## Your instructions
Write out the records word for word, from the line with "Box the mountain" up to and including the line with "184], [172, 67, 285, 109]]".

*** Provided records

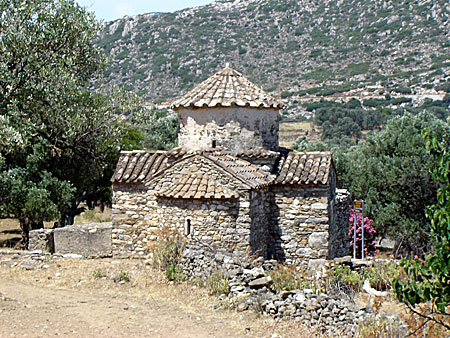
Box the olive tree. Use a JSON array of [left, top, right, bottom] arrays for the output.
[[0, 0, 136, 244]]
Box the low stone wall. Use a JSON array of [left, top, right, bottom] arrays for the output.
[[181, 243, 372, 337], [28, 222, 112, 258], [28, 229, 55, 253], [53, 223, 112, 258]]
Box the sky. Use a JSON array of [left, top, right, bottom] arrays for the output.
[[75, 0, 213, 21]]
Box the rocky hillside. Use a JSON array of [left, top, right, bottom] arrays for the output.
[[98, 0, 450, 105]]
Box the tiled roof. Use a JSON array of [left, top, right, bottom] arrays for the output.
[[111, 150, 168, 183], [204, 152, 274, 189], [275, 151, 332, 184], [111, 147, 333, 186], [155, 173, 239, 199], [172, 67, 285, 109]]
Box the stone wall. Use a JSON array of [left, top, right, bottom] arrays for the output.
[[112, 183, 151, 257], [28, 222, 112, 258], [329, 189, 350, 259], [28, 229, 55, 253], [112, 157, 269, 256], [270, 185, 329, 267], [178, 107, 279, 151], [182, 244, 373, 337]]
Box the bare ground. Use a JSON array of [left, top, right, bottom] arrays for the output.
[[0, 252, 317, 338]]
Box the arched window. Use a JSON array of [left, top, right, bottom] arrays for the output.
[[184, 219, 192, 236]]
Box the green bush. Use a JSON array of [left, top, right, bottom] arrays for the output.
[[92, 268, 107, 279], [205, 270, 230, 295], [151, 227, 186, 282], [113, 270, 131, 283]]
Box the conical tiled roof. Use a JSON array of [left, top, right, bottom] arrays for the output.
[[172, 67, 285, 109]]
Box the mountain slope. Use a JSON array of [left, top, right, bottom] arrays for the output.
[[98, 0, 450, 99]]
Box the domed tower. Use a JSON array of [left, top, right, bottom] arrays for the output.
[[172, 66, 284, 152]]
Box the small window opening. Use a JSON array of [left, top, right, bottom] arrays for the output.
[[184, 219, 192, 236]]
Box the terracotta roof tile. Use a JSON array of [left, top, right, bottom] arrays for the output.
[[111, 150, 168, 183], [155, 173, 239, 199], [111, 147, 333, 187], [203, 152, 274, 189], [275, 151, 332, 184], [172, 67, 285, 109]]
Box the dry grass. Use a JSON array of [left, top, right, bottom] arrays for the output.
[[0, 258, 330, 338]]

******
*** Provided records

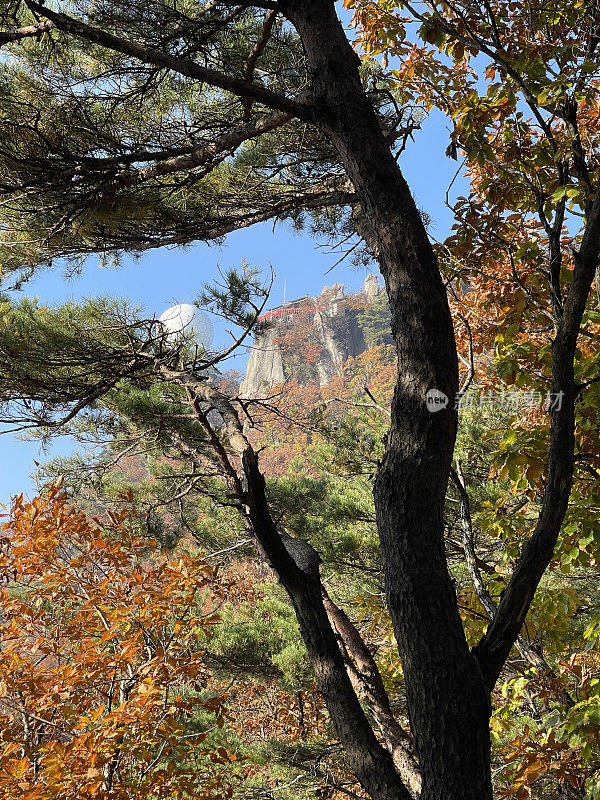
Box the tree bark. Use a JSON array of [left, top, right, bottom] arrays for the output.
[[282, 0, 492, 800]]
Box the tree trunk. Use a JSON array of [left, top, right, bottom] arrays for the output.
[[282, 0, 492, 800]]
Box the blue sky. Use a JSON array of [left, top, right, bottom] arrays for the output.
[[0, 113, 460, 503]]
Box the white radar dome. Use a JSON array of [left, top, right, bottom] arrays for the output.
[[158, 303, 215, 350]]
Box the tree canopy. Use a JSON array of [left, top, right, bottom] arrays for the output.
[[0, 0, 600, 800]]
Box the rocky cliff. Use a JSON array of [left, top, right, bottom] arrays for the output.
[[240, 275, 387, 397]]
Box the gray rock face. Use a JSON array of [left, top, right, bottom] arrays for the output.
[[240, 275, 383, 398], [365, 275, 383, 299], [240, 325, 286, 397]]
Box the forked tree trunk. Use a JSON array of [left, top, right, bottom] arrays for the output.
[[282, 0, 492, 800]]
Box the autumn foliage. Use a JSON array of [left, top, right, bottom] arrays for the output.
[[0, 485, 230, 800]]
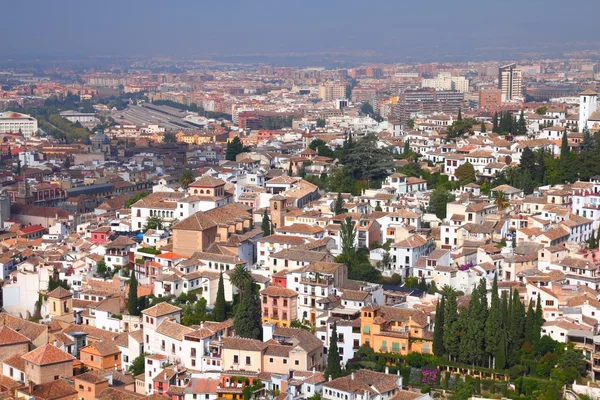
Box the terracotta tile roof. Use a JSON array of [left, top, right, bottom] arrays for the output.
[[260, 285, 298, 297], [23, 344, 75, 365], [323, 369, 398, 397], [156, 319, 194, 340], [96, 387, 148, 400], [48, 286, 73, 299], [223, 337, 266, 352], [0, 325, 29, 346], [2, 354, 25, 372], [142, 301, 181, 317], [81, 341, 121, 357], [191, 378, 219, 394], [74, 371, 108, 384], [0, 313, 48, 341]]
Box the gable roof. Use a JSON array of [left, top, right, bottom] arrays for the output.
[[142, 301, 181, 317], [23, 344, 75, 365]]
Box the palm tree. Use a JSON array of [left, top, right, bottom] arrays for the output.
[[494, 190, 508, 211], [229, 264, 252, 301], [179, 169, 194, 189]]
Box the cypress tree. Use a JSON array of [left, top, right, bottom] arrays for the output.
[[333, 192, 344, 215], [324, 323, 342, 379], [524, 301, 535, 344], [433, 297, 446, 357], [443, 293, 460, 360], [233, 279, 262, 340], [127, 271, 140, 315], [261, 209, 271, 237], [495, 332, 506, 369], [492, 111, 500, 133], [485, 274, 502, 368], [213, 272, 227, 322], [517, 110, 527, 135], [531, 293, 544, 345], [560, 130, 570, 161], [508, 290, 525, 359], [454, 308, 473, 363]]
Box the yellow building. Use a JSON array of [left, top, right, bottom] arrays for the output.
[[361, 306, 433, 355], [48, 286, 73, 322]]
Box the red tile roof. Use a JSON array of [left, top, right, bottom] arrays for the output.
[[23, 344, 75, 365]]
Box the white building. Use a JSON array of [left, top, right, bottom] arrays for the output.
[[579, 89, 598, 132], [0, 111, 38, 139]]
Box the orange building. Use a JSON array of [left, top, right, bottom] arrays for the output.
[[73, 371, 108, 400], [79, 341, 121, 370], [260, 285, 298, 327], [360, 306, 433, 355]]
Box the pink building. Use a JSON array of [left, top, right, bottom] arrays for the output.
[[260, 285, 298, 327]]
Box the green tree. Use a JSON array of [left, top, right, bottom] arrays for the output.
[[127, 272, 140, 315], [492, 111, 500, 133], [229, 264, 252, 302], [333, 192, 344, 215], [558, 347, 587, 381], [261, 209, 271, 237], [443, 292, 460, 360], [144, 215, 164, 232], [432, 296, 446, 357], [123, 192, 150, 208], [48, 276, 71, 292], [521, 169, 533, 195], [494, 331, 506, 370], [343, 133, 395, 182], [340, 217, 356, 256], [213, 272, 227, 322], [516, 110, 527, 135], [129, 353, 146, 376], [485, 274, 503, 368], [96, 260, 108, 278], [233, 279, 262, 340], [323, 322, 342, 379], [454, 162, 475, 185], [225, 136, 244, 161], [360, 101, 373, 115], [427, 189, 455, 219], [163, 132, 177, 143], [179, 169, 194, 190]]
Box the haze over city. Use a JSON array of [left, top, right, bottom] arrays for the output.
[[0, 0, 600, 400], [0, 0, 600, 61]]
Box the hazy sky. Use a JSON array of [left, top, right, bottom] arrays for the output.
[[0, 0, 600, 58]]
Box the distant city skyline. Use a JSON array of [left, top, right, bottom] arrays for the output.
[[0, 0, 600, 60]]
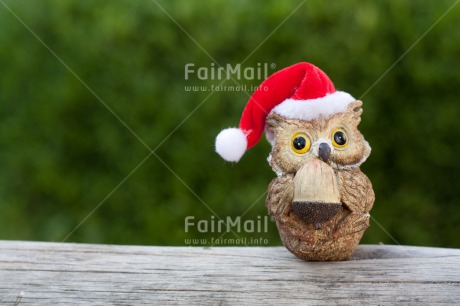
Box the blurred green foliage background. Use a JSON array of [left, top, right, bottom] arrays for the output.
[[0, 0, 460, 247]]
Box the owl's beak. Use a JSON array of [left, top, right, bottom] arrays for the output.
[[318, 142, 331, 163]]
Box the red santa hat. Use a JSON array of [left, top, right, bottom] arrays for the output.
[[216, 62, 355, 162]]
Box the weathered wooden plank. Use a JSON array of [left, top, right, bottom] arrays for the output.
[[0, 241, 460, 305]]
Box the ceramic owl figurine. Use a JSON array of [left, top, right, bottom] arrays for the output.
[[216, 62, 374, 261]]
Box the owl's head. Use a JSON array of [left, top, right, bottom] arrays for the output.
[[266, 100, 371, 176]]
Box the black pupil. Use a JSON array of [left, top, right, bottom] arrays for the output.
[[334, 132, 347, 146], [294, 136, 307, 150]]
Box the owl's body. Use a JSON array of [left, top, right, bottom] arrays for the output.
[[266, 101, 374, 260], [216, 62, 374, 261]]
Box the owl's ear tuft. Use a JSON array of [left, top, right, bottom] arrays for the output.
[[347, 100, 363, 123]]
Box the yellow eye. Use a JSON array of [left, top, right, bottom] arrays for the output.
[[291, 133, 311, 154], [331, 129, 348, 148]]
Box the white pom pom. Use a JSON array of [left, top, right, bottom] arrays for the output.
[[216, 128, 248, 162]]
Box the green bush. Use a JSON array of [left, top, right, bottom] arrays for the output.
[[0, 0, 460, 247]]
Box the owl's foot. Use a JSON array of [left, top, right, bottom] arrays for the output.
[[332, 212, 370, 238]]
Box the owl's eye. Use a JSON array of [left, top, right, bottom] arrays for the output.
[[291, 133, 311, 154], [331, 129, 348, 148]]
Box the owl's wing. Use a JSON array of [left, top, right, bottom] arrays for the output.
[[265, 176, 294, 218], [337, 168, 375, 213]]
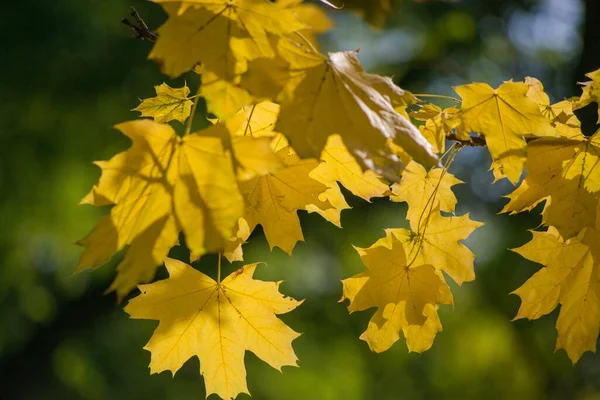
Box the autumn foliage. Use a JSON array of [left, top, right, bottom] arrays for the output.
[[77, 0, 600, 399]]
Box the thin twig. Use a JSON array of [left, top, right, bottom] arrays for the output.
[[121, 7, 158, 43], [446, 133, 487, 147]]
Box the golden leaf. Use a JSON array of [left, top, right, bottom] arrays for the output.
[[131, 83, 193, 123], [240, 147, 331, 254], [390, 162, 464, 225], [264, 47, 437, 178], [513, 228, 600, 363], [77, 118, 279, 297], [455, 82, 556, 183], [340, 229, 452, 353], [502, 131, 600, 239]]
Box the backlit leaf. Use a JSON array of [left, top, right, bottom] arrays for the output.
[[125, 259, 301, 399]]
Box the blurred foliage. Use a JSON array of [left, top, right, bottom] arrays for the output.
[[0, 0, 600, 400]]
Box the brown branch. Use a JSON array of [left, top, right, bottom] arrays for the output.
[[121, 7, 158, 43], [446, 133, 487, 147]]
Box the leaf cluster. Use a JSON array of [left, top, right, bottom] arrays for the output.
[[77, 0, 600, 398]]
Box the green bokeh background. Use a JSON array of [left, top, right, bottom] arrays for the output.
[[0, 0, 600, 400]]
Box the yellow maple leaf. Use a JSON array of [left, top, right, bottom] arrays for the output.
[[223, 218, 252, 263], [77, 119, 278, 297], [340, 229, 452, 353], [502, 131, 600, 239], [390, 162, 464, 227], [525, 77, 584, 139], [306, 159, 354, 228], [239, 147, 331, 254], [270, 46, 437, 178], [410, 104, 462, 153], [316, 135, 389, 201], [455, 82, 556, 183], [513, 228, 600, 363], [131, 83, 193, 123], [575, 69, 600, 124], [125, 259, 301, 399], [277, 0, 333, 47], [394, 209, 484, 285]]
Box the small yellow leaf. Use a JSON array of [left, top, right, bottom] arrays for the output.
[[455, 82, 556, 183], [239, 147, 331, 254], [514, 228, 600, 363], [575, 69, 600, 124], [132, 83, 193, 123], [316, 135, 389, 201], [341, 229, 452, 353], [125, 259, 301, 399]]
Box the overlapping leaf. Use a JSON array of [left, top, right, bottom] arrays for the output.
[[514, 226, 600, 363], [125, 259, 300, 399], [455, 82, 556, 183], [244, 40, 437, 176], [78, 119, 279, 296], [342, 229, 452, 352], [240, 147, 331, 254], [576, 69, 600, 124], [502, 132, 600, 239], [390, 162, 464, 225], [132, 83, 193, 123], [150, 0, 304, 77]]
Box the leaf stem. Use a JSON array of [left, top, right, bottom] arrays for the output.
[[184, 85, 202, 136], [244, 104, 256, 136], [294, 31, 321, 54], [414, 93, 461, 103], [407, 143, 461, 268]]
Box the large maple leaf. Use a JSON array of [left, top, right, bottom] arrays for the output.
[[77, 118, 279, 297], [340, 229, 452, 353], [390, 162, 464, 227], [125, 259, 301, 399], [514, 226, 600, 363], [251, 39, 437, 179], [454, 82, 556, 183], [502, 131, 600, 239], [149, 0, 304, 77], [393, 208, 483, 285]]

******

## Exercise result
Box the mountain slope. Use a JSON array of [left, top, right, bottom] arrays for the output.
[[98, 0, 450, 99]]
Box the domed tower. Use a JSON array of [left, top, right, bottom] arrays for the output.
[[172, 66, 284, 152]]
Box the small window opening. Use a JSON array of [left, top, right, bottom] arrays for the output.
[[184, 219, 192, 236]]
Box the terracotta roof tile. Use a JSON array of [left, top, right, bottom] arrays for the output.
[[111, 150, 168, 183], [155, 173, 239, 199], [111, 147, 333, 187], [203, 152, 274, 189], [275, 151, 332, 184], [172, 67, 285, 109]]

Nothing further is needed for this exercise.